## [TASK OBJECTIVE]
Reproduce the lines from the very first one down to the line that contains "positive clicks: (256, 232) (242, 205)", including that line. Leave out any pictures.

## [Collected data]
>>>

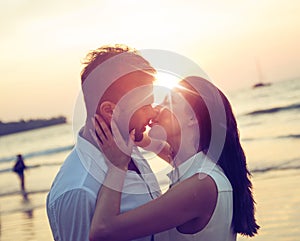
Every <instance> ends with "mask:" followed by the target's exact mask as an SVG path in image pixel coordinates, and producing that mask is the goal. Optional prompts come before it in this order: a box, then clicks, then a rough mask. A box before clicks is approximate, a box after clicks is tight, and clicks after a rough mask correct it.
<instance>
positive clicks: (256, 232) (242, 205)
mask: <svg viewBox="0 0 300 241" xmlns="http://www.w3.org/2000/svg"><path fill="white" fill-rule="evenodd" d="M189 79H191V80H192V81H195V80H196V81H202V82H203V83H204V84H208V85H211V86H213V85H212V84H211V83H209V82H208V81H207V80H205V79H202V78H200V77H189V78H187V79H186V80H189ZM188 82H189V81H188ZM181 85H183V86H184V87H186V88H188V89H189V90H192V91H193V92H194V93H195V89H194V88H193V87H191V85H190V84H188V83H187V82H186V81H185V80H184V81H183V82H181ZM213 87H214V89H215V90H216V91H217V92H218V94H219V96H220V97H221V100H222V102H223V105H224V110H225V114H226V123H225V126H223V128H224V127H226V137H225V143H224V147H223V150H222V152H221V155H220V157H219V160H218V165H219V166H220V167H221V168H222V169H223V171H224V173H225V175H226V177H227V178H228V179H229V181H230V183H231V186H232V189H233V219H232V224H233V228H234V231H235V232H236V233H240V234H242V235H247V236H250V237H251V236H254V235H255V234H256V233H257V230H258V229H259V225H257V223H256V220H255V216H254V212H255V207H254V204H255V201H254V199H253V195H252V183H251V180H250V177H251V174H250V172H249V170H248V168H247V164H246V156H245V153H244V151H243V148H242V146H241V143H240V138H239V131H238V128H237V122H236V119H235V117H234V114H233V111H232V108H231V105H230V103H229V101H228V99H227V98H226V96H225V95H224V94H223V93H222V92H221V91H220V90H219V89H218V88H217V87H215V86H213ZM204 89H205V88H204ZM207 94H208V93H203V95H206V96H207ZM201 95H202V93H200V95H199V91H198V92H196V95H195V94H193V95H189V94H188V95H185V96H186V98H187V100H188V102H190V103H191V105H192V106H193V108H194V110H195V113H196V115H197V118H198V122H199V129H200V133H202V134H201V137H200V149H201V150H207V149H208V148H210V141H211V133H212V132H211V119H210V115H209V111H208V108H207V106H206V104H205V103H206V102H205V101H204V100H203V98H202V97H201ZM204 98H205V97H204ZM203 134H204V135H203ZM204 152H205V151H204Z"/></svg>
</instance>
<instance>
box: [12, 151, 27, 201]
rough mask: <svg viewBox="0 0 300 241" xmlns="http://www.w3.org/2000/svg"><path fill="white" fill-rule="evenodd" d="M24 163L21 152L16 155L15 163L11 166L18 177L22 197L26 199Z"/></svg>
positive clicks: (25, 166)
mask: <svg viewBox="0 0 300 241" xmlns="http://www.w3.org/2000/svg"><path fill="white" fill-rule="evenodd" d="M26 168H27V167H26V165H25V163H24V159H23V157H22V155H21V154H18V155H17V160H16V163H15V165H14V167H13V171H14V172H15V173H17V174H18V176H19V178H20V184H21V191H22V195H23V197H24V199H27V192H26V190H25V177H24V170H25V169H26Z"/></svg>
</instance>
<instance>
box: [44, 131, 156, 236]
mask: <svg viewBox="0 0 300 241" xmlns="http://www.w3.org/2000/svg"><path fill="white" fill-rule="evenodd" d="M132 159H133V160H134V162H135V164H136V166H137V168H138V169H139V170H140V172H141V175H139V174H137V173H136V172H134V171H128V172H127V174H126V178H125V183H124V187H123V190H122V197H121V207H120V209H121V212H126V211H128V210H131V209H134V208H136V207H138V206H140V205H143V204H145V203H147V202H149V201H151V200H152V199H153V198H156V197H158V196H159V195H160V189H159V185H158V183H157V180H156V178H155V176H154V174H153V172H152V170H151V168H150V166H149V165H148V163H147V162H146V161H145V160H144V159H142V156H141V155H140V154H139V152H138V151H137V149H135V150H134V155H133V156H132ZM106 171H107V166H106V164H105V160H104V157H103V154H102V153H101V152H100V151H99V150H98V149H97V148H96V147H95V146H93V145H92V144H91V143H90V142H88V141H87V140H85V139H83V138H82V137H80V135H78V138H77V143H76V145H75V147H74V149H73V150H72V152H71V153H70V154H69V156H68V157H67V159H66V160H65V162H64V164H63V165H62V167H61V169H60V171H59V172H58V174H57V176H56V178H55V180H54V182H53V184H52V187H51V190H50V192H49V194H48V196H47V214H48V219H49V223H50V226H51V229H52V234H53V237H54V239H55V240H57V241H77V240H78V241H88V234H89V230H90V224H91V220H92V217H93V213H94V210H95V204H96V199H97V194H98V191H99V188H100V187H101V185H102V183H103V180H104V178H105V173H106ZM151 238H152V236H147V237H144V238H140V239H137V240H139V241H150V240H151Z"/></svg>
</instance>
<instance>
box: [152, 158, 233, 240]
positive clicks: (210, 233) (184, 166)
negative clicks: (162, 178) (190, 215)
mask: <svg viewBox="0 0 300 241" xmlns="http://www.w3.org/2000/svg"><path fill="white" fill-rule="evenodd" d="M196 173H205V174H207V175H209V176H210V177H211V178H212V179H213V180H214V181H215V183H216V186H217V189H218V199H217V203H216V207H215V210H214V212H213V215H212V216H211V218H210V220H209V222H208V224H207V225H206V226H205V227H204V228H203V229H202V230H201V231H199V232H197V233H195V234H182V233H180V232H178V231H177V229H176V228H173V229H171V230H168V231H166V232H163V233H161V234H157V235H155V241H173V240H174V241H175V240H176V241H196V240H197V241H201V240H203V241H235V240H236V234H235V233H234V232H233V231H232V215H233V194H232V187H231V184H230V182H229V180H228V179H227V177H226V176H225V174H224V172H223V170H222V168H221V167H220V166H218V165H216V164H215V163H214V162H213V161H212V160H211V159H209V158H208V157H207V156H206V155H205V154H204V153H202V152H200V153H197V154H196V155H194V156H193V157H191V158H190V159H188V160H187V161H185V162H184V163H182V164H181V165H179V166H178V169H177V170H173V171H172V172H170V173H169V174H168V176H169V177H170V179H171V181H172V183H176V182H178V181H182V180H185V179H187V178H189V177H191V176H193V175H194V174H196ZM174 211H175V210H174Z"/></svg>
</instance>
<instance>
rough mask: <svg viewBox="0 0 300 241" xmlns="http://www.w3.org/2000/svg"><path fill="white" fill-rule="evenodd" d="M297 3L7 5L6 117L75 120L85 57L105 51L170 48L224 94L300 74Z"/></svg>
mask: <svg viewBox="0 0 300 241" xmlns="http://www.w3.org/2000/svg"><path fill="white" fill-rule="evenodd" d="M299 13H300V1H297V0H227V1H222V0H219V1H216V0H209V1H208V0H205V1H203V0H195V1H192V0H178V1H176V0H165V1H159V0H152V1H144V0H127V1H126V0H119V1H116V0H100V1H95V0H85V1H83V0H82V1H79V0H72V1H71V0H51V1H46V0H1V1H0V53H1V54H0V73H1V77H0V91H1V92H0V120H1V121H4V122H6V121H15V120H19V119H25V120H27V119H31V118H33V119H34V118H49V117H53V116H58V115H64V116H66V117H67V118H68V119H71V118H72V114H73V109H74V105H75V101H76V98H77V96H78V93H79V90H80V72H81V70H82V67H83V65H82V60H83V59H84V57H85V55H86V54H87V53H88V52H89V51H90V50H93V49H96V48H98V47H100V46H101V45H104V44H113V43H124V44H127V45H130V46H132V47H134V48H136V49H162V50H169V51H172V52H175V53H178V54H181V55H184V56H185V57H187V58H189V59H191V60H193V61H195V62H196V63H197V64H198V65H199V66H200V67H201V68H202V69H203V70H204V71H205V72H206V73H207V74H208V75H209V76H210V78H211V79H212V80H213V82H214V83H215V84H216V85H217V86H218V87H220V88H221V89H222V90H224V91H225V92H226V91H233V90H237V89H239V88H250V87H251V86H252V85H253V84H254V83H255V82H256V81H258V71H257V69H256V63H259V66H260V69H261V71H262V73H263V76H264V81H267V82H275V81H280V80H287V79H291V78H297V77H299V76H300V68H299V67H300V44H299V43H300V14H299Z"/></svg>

<<<

## [TASK SOLUTION]
Every <instance> ends with "mask:" followed by the target's exact mask as an SVG path in image pixel coordinates, and producing that mask is the goal. Optional prompts come before it in this order: a box, then clicks, then a rough mask. A box before clicks is approximate, a box after clicks is tight, and clicks after a rough mask correct it.
<instance>
positive clicks: (256, 232) (242, 205)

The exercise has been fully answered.